▶ [WHAT IS BEING ASKED]: Return the records below without any change, from the line that contains "black tire you can see." through the line that contains "[198,0,845,251]", including both of those lines.

▶ [AVAILABLE DATA]:
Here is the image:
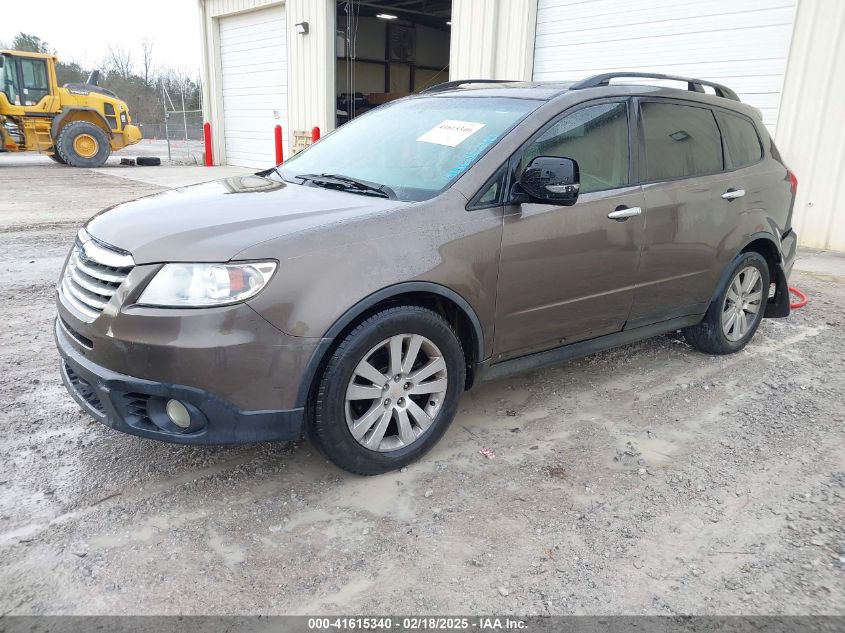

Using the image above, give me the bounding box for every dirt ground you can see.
[0,156,845,615]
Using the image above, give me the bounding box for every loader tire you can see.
[56,121,111,167]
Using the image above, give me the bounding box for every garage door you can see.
[220,7,288,167]
[534,0,795,131]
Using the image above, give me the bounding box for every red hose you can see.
[789,286,809,310]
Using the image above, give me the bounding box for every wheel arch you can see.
[710,231,789,318]
[296,281,484,407]
[50,106,114,142]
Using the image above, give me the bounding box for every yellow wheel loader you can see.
[0,51,141,167]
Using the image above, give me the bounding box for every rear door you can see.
[494,100,643,360]
[627,99,745,328]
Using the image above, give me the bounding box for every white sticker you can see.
[417,120,484,147]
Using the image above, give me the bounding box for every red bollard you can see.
[202,121,214,167]
[273,125,285,165]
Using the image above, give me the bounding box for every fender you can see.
[50,106,114,139]
[296,281,484,407]
[710,231,789,318]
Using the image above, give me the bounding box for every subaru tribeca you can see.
[55,73,797,474]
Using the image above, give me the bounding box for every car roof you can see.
[419,71,745,109]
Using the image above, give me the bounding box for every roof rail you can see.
[417,79,514,94]
[569,72,739,101]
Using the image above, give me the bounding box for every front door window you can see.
[21,59,50,105]
[0,55,21,105]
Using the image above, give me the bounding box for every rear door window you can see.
[640,101,724,182]
[716,112,763,169]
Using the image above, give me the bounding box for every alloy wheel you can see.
[722,266,763,342]
[345,334,448,452]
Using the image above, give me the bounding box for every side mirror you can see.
[513,156,581,206]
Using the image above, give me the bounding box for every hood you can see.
[85,176,408,264]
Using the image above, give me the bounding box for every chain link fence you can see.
[133,89,205,165]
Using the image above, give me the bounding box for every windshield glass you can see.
[279,97,540,200]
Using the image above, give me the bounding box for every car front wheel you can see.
[309,306,466,475]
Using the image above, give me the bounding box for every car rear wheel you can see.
[309,306,466,475]
[683,252,769,354]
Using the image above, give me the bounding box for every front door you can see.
[494,101,644,360]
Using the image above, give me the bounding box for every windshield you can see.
[278,97,540,200]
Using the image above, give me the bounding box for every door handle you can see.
[607,207,643,222]
[722,189,745,200]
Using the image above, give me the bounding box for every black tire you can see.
[56,121,111,167]
[683,251,769,354]
[308,305,466,475]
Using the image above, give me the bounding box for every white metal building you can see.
[198,0,845,251]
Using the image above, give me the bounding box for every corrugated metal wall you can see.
[534,0,796,130]
[449,0,537,81]
[200,0,335,164]
[775,0,845,251]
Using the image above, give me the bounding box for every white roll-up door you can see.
[220,6,288,167]
[533,0,796,131]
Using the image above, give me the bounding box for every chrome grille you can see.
[59,229,135,321]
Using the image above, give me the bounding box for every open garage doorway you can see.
[335,0,452,126]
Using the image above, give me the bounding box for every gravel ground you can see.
[0,157,845,615]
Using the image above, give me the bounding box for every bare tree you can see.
[106,44,134,80]
[141,37,156,87]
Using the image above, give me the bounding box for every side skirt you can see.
[476,314,703,382]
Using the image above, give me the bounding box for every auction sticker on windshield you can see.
[417,119,484,147]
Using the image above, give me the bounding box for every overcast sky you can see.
[0,0,201,75]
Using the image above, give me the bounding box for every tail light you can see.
[786,169,798,196]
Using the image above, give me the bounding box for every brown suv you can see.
[56,73,797,474]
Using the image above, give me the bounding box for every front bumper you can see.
[55,319,303,444]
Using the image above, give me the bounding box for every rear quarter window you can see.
[640,101,724,181]
[716,112,763,169]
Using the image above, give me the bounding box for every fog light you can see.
[165,400,191,429]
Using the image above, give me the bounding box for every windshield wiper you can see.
[294,174,396,198]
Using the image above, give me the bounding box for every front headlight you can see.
[138,262,278,308]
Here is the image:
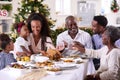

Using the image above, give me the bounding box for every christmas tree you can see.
[15,0,55,26]
[10,0,55,41]
[111,0,119,12]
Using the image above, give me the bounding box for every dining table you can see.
[0,59,95,80]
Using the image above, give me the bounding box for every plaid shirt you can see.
[0,52,16,70]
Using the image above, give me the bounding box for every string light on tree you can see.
[111,0,119,12]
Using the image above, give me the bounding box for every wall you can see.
[13,0,120,28]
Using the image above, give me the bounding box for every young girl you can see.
[14,22,32,57]
[0,34,16,70]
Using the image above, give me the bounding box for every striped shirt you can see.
[0,52,16,70]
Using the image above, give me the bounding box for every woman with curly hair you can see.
[27,13,55,53]
[74,26,120,80]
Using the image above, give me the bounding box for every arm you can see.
[97,51,120,80]
[85,34,93,49]
[73,42,107,58]
[20,46,32,56]
[29,45,34,54]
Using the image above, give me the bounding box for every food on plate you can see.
[46,49,62,61]
[16,56,30,62]
[36,61,54,67]
[11,63,25,69]
[46,67,61,72]
[63,59,74,62]
[61,58,74,62]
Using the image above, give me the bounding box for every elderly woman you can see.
[27,13,54,53]
[74,26,120,80]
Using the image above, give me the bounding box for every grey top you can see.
[0,51,16,70]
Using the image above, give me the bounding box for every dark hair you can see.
[0,33,11,49]
[106,26,120,44]
[27,13,50,50]
[65,15,75,23]
[93,15,108,28]
[14,21,26,33]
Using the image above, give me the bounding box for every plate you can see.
[31,54,49,62]
[56,63,76,69]
[47,71,62,75]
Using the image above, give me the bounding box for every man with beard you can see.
[57,16,92,56]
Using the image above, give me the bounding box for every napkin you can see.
[16,69,47,80]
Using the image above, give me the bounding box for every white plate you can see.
[56,63,76,69]
[60,58,74,60]
[47,71,62,75]
[31,54,49,62]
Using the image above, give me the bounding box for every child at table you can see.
[14,22,32,57]
[0,34,16,70]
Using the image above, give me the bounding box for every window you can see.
[101,0,112,15]
[56,0,71,15]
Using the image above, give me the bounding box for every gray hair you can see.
[106,26,120,43]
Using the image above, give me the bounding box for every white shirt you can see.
[29,33,55,53]
[85,46,120,80]
[57,30,92,56]
[14,37,30,53]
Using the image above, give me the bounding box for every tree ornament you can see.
[111,0,119,13]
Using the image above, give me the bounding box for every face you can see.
[102,31,110,45]
[66,19,78,34]
[6,41,14,51]
[92,20,101,34]
[31,20,42,35]
[20,25,29,37]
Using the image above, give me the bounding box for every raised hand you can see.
[73,41,85,53]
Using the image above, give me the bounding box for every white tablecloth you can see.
[0,60,94,80]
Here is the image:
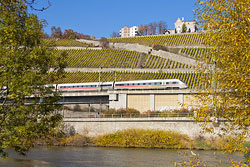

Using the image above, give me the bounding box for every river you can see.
[0,147,246,167]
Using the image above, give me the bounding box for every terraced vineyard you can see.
[54,71,201,89]
[54,49,191,69]
[43,39,93,47]
[108,33,204,46]
[180,47,212,61]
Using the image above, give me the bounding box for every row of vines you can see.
[180,48,212,61]
[56,71,207,89]
[54,49,191,69]
[108,33,204,46]
[43,39,93,47]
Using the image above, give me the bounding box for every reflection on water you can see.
[0,147,243,167]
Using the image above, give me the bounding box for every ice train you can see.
[53,79,188,92]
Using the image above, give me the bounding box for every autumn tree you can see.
[196,0,250,158]
[0,0,65,156]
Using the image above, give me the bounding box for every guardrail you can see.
[64,113,193,118]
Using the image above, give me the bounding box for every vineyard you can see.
[180,48,212,61]
[43,39,92,47]
[108,33,204,46]
[53,71,202,89]
[54,49,191,69]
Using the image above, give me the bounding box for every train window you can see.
[154,82,161,85]
[115,84,124,86]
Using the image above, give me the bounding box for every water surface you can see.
[0,147,243,167]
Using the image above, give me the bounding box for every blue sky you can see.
[31,0,196,38]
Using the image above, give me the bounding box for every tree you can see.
[0,0,65,156]
[181,23,187,33]
[196,0,250,158]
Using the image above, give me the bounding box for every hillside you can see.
[49,33,211,89]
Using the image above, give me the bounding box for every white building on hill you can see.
[120,26,139,37]
[174,17,198,33]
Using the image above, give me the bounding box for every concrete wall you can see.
[64,117,219,138]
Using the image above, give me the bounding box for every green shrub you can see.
[95,129,189,148]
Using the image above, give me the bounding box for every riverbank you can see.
[44,129,250,150]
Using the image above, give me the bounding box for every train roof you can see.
[116,79,181,83]
[55,79,181,86]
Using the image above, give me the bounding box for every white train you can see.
[53,79,188,91]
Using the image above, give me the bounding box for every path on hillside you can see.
[78,40,197,66]
[65,68,195,72]
[54,46,102,50]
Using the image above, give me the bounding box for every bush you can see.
[95,129,189,148]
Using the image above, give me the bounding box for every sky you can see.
[31,0,196,38]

▶ [TASK RESPONSE]:
Using the image above, give me the bounding box for every black tire you can see.
[56,121,111,167]
[683,251,769,354]
[308,305,466,475]
Using the image above, give me the bounding box for every white metal building you can see.
[198,0,845,251]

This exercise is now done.